• **Stated exercise**:
Pick up the forum thread about deleting a MySQL table row with a PHP button, continuing directly after its final sentence.

• **Selected excerpt**:
#####

如何使用MySQL中的PHP中的按钮删除行

Question

I am having an issue deleting the row from the table. When I click on the 'delete' button it does take me to the next page and it says 'Removed 0 rows from player'. Basically, it is executing correctly, but I am unable to delete the selected row. I have been able to display and add to the table.

Player.php

<table id="table table-bordered">
<tr>
    <th>Id#</th>
    <th>Player(s)</th>
    <th>Position</th>
</tr>

if(!($stmt = $mysqli->prepare("SELECT id_Player, name_Player, position_Player FROM player s ORDER BY position_Player ASC"))){
echo "Prepare failed: "  . $mysqli->connect_errno . " " . $mysqli->connect_error;
}

if(!$stmt->execute())
{
echo "Execute failed: "  . $mysqli->connect_errno . " " . $mysqli->connect_error;
}
if(!$stmt->bind_result($id_Player, $name_Player, $position_Player))
{
 echo "Bind failed: "  . $mysqli->connect_errno . " " . $mysqli->connect_error;   
}

    while($stmt->fetch()){
    echo "<tr><td>  $id_Player </td> <td>  $name_Player </td><td>  $position_Player  </td>";

    ?>
        <td>
            <form id="delete" method="post" action="deletePlayers.php">

                <input type="submit" name="id_Player" value="Delete!"/>    

            </form>
        </td>
    </tr>

deletePlayers.php

if(!($stmt = $mysqli->prepare("DELETE FROM player WHERE id_Player  = ?"))){
    echo "Prepare failed: "  . $stmt->errno . " " . $stmt->error;}
if(!($stmt->bind_param("s",$_POST['id_Player']))){
    echo "Bind failed: "  . $stmt->errno . " " . $stmt->error;}
if(!$stmt->execute()){
    echo "Execute failed: "  . $stmt->errno . " " . $stmt->error;}     
else {
    echo "Removed " . $stmt->affected_rows . " row from player. <br/><br/><strong> Returning to 'Add Players'</strong>";}

Answer 1

The problem lies in this line of code,

if(!($stmt->bind_param("s",$_POST['id_Player']))){}

Here the value of $POST['id_player'] is Delete! because you are passing the name of the input type submit in your HTML code and I think that you don't have any id which equals to Delete! in your database.

#####

• **Extracted information**:

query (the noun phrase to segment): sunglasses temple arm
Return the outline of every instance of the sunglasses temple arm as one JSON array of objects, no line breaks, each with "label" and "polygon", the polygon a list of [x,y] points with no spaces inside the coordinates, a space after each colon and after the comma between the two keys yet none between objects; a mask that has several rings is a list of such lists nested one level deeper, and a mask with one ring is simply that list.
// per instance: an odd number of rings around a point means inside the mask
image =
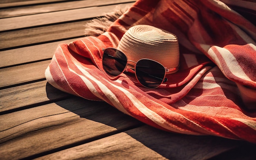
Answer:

#####

• **Task answer**:
The Solution

What you need to do is that you need to use a hidden input which will hold the id_Player value like this,

if(!($stmt = $mysqli->prepare("SELECT id_Player, name_Player, position_Player FROM player s ORDER BY position_Player ASC"))){
echo "Prepare failed: "  . $mysqli->connect_errno . " " . $mysqli->connect_error;
}

if(!$stmt->execute())
{
echo "Execute failed: "  . $mysqli->connect_errno . " " . $mysqli->connect_error;
}
if(!$stmt->bind_result($id_Player, $name_Player, $position_Player))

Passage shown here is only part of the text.